:: EXERCISE DATA
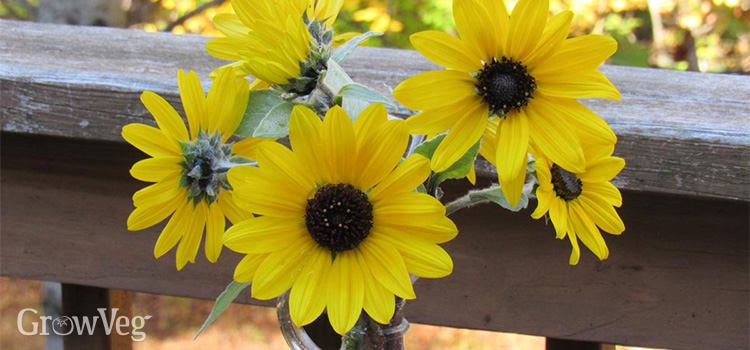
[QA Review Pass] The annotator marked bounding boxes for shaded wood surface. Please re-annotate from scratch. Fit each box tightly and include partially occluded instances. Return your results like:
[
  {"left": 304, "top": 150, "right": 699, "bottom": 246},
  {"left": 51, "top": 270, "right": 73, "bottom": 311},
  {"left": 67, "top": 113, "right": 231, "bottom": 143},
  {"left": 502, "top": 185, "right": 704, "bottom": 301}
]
[
  {"left": 0, "top": 21, "right": 750, "bottom": 200},
  {"left": 0, "top": 133, "right": 750, "bottom": 349}
]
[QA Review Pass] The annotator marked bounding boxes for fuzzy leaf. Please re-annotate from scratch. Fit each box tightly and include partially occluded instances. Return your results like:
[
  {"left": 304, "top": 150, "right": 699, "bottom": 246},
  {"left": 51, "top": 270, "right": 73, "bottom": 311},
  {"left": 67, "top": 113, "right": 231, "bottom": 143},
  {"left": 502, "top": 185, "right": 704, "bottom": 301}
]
[
  {"left": 235, "top": 90, "right": 291, "bottom": 137},
  {"left": 193, "top": 281, "right": 250, "bottom": 340},
  {"left": 331, "top": 32, "right": 383, "bottom": 63},
  {"left": 338, "top": 83, "right": 397, "bottom": 109},
  {"left": 414, "top": 135, "right": 481, "bottom": 186},
  {"left": 469, "top": 187, "right": 529, "bottom": 211}
]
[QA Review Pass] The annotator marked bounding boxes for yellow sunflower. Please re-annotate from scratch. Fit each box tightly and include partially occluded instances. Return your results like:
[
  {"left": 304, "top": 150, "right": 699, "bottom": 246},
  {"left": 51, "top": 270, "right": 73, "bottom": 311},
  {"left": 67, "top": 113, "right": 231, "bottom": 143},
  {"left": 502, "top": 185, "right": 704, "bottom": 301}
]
[
  {"left": 393, "top": 0, "right": 620, "bottom": 205},
  {"left": 224, "top": 104, "right": 458, "bottom": 334},
  {"left": 531, "top": 146, "right": 625, "bottom": 265},
  {"left": 122, "top": 70, "right": 268, "bottom": 270},
  {"left": 206, "top": 0, "right": 343, "bottom": 88}
]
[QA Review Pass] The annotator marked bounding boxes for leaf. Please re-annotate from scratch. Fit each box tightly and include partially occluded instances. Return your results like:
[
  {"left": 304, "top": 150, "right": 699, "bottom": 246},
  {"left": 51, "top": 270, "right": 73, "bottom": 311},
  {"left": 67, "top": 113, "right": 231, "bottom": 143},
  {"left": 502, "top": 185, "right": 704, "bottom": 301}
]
[
  {"left": 322, "top": 59, "right": 369, "bottom": 122},
  {"left": 414, "top": 135, "right": 481, "bottom": 186},
  {"left": 193, "top": 281, "right": 250, "bottom": 340},
  {"left": 338, "top": 83, "right": 397, "bottom": 109},
  {"left": 235, "top": 90, "right": 286, "bottom": 137},
  {"left": 331, "top": 32, "right": 383, "bottom": 63},
  {"left": 253, "top": 102, "right": 294, "bottom": 138},
  {"left": 469, "top": 187, "right": 529, "bottom": 211},
  {"left": 322, "top": 59, "right": 354, "bottom": 95}
]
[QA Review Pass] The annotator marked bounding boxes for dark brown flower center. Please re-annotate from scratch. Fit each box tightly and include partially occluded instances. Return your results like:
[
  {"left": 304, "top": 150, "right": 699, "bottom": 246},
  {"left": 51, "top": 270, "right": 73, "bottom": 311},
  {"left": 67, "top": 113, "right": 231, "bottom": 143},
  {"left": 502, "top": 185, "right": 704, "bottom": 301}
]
[
  {"left": 475, "top": 56, "right": 536, "bottom": 117},
  {"left": 305, "top": 184, "right": 372, "bottom": 253},
  {"left": 550, "top": 164, "right": 583, "bottom": 201}
]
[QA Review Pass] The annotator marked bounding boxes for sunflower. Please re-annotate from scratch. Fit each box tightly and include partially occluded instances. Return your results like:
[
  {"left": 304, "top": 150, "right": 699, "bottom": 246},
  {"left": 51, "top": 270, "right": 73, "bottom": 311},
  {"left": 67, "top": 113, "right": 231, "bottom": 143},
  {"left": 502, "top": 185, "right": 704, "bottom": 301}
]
[
  {"left": 206, "top": 0, "right": 343, "bottom": 90},
  {"left": 224, "top": 104, "right": 458, "bottom": 334},
  {"left": 531, "top": 146, "right": 625, "bottom": 265},
  {"left": 393, "top": 0, "right": 620, "bottom": 205},
  {"left": 122, "top": 70, "right": 268, "bottom": 270}
]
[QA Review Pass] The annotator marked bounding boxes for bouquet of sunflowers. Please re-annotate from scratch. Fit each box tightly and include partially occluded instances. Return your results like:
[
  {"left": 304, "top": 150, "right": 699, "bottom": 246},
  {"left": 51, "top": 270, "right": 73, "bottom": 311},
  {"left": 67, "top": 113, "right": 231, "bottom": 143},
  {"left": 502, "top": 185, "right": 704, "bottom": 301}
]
[{"left": 122, "top": 0, "right": 625, "bottom": 349}]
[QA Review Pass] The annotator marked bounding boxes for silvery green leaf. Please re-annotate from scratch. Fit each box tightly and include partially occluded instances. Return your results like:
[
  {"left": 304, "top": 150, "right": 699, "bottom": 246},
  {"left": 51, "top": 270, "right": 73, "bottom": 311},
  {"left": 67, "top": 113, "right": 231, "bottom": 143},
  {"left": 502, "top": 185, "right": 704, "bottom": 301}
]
[
  {"left": 253, "top": 102, "right": 294, "bottom": 137},
  {"left": 414, "top": 135, "right": 481, "bottom": 186},
  {"left": 193, "top": 281, "right": 250, "bottom": 340},
  {"left": 414, "top": 135, "right": 481, "bottom": 189},
  {"left": 235, "top": 90, "right": 288, "bottom": 137},
  {"left": 322, "top": 59, "right": 354, "bottom": 95},
  {"left": 337, "top": 83, "right": 396, "bottom": 109},
  {"left": 331, "top": 32, "right": 383, "bottom": 63},
  {"left": 469, "top": 187, "right": 529, "bottom": 211}
]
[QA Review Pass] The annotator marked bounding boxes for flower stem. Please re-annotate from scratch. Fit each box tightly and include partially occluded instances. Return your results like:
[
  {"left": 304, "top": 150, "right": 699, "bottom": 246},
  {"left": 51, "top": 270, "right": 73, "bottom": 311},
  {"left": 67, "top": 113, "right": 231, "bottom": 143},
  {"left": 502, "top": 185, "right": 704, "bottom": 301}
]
[{"left": 445, "top": 186, "right": 497, "bottom": 216}]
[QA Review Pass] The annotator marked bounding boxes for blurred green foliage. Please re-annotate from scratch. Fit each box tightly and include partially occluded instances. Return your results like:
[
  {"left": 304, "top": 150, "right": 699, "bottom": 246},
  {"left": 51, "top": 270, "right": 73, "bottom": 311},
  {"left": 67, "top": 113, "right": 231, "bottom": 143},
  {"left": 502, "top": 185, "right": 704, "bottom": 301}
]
[{"left": 0, "top": 0, "right": 750, "bottom": 74}]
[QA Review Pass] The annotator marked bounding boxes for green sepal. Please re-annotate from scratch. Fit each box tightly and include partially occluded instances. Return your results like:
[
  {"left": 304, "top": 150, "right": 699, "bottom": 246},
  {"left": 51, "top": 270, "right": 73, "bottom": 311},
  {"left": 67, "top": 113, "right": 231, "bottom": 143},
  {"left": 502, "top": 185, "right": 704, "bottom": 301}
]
[
  {"left": 322, "top": 59, "right": 370, "bottom": 122},
  {"left": 469, "top": 187, "right": 529, "bottom": 212},
  {"left": 334, "top": 83, "right": 398, "bottom": 109},
  {"left": 193, "top": 281, "right": 250, "bottom": 340},
  {"left": 331, "top": 32, "right": 383, "bottom": 63}
]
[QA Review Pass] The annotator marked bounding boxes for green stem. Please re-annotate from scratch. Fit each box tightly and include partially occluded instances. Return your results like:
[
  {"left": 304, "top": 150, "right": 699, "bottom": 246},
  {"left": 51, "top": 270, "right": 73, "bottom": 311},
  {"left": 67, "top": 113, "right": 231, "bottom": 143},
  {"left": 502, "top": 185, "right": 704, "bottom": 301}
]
[{"left": 445, "top": 187, "right": 496, "bottom": 216}]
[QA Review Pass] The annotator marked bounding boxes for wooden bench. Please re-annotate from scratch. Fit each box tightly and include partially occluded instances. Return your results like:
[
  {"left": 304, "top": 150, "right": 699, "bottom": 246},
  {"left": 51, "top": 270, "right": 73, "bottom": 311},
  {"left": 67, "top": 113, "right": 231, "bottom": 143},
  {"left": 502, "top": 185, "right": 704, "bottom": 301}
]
[{"left": 0, "top": 21, "right": 750, "bottom": 349}]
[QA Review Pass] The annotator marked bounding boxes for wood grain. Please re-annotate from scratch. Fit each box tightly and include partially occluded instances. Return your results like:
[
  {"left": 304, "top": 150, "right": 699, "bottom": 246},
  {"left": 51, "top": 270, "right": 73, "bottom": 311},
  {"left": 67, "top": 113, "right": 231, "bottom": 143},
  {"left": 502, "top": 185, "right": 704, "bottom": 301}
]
[
  {"left": 0, "top": 21, "right": 750, "bottom": 200},
  {"left": 0, "top": 133, "right": 750, "bottom": 349}
]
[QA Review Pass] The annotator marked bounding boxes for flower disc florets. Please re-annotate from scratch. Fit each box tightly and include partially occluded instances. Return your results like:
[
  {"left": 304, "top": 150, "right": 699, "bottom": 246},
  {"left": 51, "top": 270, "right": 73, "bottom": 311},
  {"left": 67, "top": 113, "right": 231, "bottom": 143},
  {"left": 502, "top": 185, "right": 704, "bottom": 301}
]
[
  {"left": 476, "top": 56, "right": 536, "bottom": 116},
  {"left": 305, "top": 184, "right": 372, "bottom": 253},
  {"left": 550, "top": 164, "right": 583, "bottom": 201},
  {"left": 180, "top": 131, "right": 232, "bottom": 204}
]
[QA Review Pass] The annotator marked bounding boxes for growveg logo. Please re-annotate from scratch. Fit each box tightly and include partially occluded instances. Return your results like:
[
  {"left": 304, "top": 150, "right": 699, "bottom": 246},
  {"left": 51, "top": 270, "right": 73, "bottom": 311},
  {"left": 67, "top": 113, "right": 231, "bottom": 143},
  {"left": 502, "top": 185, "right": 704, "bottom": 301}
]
[{"left": 16, "top": 308, "right": 153, "bottom": 341}]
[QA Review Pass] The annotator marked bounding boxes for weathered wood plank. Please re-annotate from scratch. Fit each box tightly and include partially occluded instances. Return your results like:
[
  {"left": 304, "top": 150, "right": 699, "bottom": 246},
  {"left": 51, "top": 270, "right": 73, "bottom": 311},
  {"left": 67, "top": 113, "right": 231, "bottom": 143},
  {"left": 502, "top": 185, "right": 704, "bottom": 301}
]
::::
REQUIRED WORK> Copy word for word every line from the one containing "boxes for weathered" through the last line of the items, including both ends.

CORRECT OUTPUT>
[QA Review Pass] The annotator marked bounding boxes for weathered wood plank. Please re-annotate from scratch. Fit each box tightly and include partially occluded instances. Return your results like:
[
  {"left": 304, "top": 150, "right": 699, "bottom": 246},
  {"left": 51, "top": 270, "right": 73, "bottom": 311},
  {"left": 67, "top": 113, "right": 231, "bottom": 143},
  {"left": 502, "top": 185, "right": 704, "bottom": 301}
]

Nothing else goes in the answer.